[Referring expression pointing data]

══════

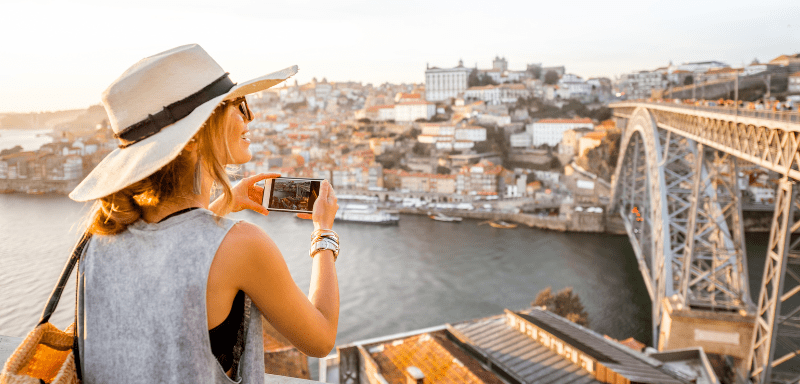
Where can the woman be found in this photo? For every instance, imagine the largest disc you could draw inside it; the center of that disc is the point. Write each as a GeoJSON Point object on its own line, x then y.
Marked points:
{"type": "Point", "coordinates": [166, 283]}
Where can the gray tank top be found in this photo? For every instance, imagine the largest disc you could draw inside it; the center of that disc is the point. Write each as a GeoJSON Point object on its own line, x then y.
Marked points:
{"type": "Point", "coordinates": [142, 306]}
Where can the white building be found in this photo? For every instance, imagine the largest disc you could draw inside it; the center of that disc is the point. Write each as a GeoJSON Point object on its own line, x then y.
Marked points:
{"type": "Point", "coordinates": [520, 140]}
{"type": "Point", "coordinates": [73, 168]}
{"type": "Point", "coordinates": [574, 86]}
{"type": "Point", "coordinates": [489, 94]}
{"type": "Point", "coordinates": [437, 129]}
{"type": "Point", "coordinates": [470, 133]}
{"type": "Point", "coordinates": [639, 85]}
{"type": "Point", "coordinates": [381, 112]}
{"type": "Point", "coordinates": [413, 110]}
{"type": "Point", "coordinates": [794, 82]}
{"type": "Point", "coordinates": [445, 83]}
{"type": "Point", "coordinates": [551, 131]}
{"type": "Point", "coordinates": [454, 145]}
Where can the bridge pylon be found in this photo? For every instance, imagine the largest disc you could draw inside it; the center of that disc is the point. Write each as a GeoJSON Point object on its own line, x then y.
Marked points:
{"type": "Point", "coordinates": [681, 205]}
{"type": "Point", "coordinates": [768, 139]}
{"type": "Point", "coordinates": [775, 353]}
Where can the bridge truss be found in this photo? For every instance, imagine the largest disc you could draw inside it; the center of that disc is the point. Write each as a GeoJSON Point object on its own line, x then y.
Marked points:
{"type": "Point", "coordinates": [676, 188]}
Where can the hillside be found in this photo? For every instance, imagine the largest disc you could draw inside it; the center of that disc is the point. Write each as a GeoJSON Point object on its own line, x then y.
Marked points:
{"type": "Point", "coordinates": [66, 120]}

══════

- _WORK TO COMPLETE_
Give back every record above word for word, dropping pictures.

- _WRITTEN RESPONSE_
Where can the woman be found in this photo? For every instance, imagine the largest disc you could draw inside it; the center of that disc is the point. Write each as a GeoJSON Point object on its own line, x then y.
Marked points:
{"type": "Point", "coordinates": [166, 283]}
Where can the gray tank top be found in this photo? For every instance, imagine the largest disc you could draw inside it; the center of that disc is the point. Write each as a GeoJSON Point object on its own line, x then y.
Marked points:
{"type": "Point", "coordinates": [142, 306]}
Where can the white building be found in this photo? For every instance, imagine the largest disc you could draw inside it; the center of that disc is the point. Write each as a GeoJSON Point object on its own line, x then y.
Marked points:
{"type": "Point", "coordinates": [520, 140]}
{"type": "Point", "coordinates": [73, 168]}
{"type": "Point", "coordinates": [574, 86]}
{"type": "Point", "coordinates": [489, 94]}
{"type": "Point", "coordinates": [437, 129]}
{"type": "Point", "coordinates": [470, 133]}
{"type": "Point", "coordinates": [639, 85]}
{"type": "Point", "coordinates": [381, 112]}
{"type": "Point", "coordinates": [413, 110]}
{"type": "Point", "coordinates": [794, 82]}
{"type": "Point", "coordinates": [445, 83]}
{"type": "Point", "coordinates": [551, 131]}
{"type": "Point", "coordinates": [454, 145]}
Where can the bridge pylon be found in this photo? For every instance, imagine the largest disc you could draw inside it; the center of that disc is the point. Write each as a GeoJSON Point object on its own line, x then y.
Marked points:
{"type": "Point", "coordinates": [681, 205]}
{"type": "Point", "coordinates": [768, 139]}
{"type": "Point", "coordinates": [775, 353]}
Where can the bridge truss be found in this photo? For every instance, imagine the largest disc you could draw inside it; the center of that disc is the point. Write each as a GeoJSON Point object on its own line, x then y.
Marked points:
{"type": "Point", "coordinates": [676, 188]}
Where can the hillside be found in this photo? For every instance, imagine the largest disc you could draw inside it; the center of that disc is the point. Write each as a GeoJSON Point object on its own line, x then y.
Marked points:
{"type": "Point", "coordinates": [66, 120]}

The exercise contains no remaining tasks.